**EXERCISE BRIEF**
Your copy should begin at the line containing "point_to marks one point per instance of the marble wall" and end at the last line of the records; transcribe those lines exactly and leave out every picture.

[Records from a point labeling set]
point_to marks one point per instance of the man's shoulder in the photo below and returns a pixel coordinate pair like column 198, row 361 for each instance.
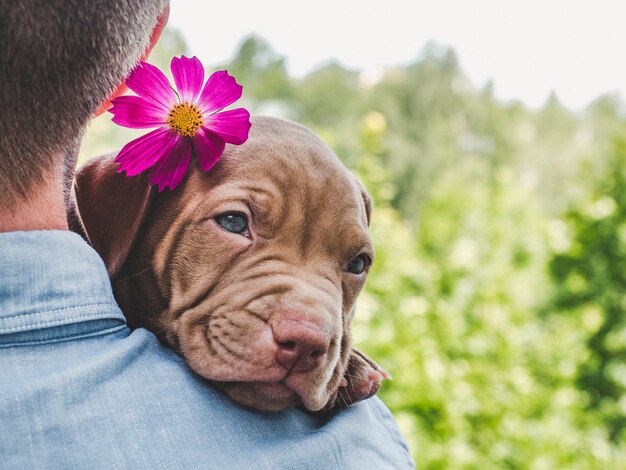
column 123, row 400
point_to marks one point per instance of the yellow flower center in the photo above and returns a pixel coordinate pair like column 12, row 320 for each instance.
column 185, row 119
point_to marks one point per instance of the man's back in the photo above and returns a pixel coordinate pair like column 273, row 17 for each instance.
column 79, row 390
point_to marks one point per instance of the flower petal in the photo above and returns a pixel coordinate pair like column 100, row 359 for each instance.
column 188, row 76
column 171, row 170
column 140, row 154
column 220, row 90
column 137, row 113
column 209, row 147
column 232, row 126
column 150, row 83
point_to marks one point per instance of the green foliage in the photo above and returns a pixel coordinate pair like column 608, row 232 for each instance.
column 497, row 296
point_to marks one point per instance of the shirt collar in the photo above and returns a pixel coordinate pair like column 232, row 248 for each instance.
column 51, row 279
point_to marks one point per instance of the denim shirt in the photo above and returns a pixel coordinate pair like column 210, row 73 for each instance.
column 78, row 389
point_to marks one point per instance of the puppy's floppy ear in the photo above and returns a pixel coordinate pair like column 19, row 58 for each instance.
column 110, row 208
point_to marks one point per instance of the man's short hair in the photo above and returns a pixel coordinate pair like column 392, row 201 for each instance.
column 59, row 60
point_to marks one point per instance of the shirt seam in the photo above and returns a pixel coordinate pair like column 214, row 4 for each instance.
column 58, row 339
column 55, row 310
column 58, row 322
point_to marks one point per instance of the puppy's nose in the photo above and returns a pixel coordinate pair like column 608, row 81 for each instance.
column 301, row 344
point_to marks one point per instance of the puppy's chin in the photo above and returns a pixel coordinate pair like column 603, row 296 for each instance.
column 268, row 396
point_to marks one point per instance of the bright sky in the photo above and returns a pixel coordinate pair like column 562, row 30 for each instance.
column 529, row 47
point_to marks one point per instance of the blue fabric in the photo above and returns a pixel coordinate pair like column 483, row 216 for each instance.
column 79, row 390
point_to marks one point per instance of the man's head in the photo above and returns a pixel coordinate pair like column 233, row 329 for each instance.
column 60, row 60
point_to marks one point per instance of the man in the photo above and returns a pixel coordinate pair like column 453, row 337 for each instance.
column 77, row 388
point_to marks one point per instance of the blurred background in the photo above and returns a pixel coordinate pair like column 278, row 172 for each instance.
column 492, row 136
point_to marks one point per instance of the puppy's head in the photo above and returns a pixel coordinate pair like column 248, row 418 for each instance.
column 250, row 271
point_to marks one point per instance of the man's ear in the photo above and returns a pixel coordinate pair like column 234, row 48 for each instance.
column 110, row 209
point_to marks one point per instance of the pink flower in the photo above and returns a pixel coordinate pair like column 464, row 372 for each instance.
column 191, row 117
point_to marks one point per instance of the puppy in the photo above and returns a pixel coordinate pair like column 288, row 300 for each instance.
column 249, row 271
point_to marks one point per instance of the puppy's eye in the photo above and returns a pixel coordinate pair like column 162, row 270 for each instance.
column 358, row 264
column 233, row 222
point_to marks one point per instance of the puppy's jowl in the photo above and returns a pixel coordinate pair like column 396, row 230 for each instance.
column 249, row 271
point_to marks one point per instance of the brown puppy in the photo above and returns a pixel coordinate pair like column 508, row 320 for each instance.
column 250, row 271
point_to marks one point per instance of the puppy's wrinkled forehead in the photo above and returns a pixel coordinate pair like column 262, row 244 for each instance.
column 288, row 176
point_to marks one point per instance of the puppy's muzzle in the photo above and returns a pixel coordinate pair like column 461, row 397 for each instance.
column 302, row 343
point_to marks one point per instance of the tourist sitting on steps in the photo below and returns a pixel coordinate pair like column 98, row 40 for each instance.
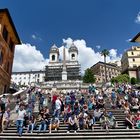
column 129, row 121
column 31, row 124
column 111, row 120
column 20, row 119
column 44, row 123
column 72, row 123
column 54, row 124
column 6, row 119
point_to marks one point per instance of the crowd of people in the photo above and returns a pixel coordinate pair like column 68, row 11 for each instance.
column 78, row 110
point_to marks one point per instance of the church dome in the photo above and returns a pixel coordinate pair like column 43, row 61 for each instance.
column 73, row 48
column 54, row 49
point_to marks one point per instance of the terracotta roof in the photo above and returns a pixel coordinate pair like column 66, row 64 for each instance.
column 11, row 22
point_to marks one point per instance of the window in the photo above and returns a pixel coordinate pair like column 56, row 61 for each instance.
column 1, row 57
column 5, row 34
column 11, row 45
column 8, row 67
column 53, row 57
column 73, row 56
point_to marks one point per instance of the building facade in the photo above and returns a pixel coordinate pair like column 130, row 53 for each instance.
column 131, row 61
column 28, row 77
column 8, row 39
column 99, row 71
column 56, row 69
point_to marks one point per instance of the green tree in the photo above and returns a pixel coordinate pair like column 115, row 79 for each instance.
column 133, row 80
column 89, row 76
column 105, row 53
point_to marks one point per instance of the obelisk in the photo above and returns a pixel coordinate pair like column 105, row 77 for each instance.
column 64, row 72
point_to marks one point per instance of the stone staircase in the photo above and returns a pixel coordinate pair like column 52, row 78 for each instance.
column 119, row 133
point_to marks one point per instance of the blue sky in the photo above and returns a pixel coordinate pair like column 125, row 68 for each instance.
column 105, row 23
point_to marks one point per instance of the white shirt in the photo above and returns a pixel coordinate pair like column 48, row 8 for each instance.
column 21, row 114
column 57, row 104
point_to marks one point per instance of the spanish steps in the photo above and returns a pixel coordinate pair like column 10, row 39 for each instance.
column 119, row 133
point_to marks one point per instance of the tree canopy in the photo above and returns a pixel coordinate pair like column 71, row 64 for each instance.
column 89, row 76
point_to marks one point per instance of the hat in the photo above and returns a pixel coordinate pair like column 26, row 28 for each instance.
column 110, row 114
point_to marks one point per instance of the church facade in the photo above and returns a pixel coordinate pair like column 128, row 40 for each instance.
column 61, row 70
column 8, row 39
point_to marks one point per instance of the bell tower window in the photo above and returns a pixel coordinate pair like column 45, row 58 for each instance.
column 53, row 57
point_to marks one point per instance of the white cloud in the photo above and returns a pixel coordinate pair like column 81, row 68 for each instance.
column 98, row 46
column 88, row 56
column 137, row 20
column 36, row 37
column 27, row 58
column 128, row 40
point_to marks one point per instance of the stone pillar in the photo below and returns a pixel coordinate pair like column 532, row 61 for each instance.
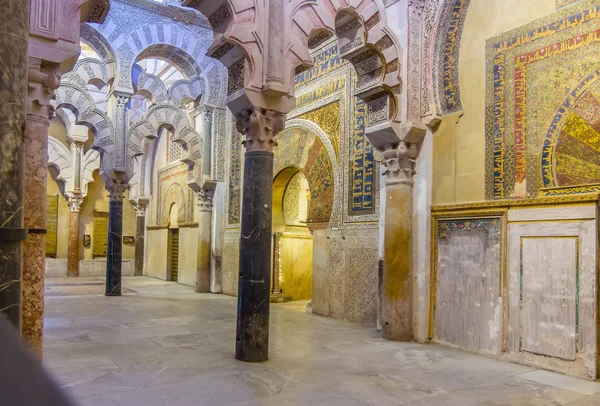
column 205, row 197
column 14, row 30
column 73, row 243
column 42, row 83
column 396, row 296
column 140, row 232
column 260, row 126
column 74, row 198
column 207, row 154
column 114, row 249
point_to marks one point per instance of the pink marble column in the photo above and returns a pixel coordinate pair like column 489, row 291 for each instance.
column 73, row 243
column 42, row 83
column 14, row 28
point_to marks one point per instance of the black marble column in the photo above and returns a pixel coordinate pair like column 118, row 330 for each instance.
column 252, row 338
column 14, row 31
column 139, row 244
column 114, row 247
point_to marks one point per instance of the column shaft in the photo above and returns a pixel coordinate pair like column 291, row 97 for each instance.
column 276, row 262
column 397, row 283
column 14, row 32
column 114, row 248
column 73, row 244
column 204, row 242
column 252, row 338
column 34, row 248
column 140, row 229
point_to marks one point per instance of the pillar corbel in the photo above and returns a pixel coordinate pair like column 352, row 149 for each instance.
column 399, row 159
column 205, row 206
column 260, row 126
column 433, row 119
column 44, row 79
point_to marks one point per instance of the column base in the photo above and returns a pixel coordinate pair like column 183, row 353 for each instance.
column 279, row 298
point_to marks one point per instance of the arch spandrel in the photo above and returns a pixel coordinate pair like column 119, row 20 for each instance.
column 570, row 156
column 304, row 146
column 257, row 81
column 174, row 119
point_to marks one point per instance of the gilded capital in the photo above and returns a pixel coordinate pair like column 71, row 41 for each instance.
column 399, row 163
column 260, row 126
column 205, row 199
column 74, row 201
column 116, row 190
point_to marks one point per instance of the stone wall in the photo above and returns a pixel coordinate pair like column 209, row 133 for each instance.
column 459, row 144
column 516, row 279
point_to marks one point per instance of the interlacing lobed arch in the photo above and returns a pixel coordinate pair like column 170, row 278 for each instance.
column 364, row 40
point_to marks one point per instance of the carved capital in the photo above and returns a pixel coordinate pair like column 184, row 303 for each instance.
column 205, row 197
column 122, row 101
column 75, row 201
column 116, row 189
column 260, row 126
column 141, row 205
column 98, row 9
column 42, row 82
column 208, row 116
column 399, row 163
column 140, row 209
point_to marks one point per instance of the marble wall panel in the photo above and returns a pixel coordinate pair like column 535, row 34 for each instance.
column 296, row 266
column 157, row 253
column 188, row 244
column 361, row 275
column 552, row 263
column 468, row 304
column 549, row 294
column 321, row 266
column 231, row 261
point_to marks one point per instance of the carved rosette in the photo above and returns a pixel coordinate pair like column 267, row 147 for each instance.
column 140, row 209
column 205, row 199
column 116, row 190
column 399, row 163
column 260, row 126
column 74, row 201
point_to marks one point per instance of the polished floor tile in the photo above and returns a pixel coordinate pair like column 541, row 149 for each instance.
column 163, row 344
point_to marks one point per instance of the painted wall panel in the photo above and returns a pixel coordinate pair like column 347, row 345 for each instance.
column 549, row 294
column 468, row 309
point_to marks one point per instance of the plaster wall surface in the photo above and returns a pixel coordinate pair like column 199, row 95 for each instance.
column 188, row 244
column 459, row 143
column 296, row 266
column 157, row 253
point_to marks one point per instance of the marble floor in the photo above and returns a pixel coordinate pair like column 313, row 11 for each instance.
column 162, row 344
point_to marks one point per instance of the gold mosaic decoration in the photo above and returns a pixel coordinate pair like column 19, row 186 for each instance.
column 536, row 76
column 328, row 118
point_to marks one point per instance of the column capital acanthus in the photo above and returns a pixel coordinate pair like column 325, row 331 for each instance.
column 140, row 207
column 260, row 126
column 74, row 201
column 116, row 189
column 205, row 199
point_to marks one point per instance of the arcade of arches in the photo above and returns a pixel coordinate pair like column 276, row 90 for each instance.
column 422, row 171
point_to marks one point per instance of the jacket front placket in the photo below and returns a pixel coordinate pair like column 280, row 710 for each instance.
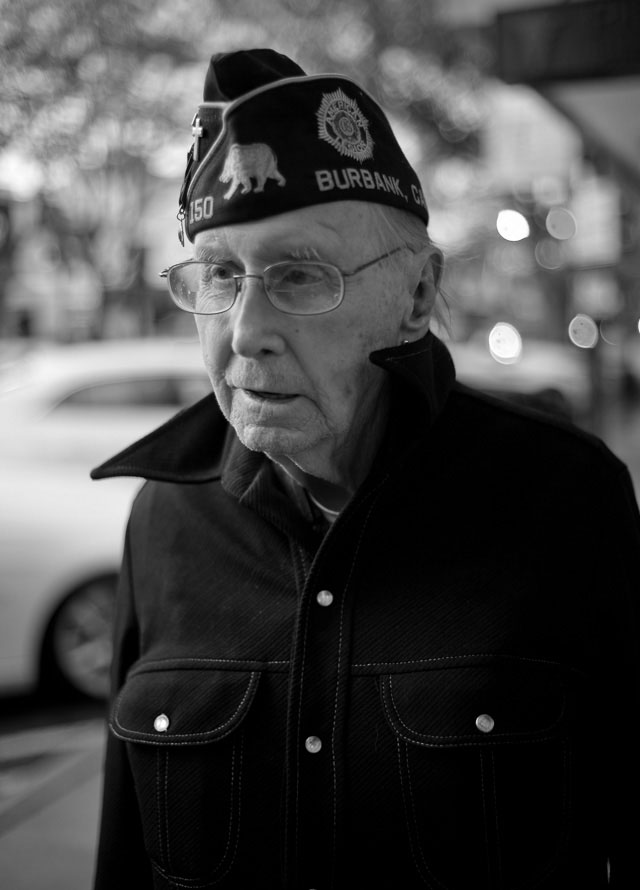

**THE REPLY**
point_to marks one point per instance of the marble wall panel in the photo above and returns a pixel coordinate pair like column 535, row 34 for each instance.
column 296, row 266
column 157, row 253
column 188, row 244
column 361, row 275
column 552, row 263
column 468, row 304
column 549, row 294
column 321, row 266
column 231, row 261
point_to marks one point per instance of the carved rosette in the photo above and returns a pixel coordinate pair like column 267, row 147 for each instance.
column 140, row 209
column 205, row 199
column 116, row 190
column 399, row 163
column 260, row 126
column 74, row 201
point_to marks one point per instance of the polished floor tile in the photo above and returns a pixel coordinate pair like column 541, row 149 for each instance.
column 163, row 344
point_to marks one point per instance of the painted wall panel in the photo above and returns a pixel coordinate pair like column 347, row 345 for each instance.
column 549, row 294
column 468, row 309
point_to marks one point per instance of the plaster wall surface in the photo above and returns a pixel coordinate pair like column 199, row 95 for each instance.
column 188, row 244
column 459, row 143
column 296, row 266
column 157, row 253
point_to marks one point per instance of the marble floor in the photo above and returns a pixel coordinate pair like column 313, row 11 for each instance.
column 162, row 344
point_to marks one point per instance of the gold mosaic decoration in the photo above and returns a pixel coordinate pair like column 19, row 186 for each instance.
column 536, row 76
column 328, row 118
point_to marks one point per instance of the column capital acanthus in the photo above and returns a pixel coordinate pair like column 325, row 331 for each instance.
column 140, row 207
column 260, row 126
column 74, row 201
column 116, row 189
column 205, row 199
point_to marks one point per instance of the arcade of arches in the photo above and returns a pixel coordinate pair like column 276, row 90 for each instance.
column 422, row 171
point_to marks one point per instance of the jacket front placket in the photo below and returns a pixel coordinate pair like column 280, row 710 for each instance.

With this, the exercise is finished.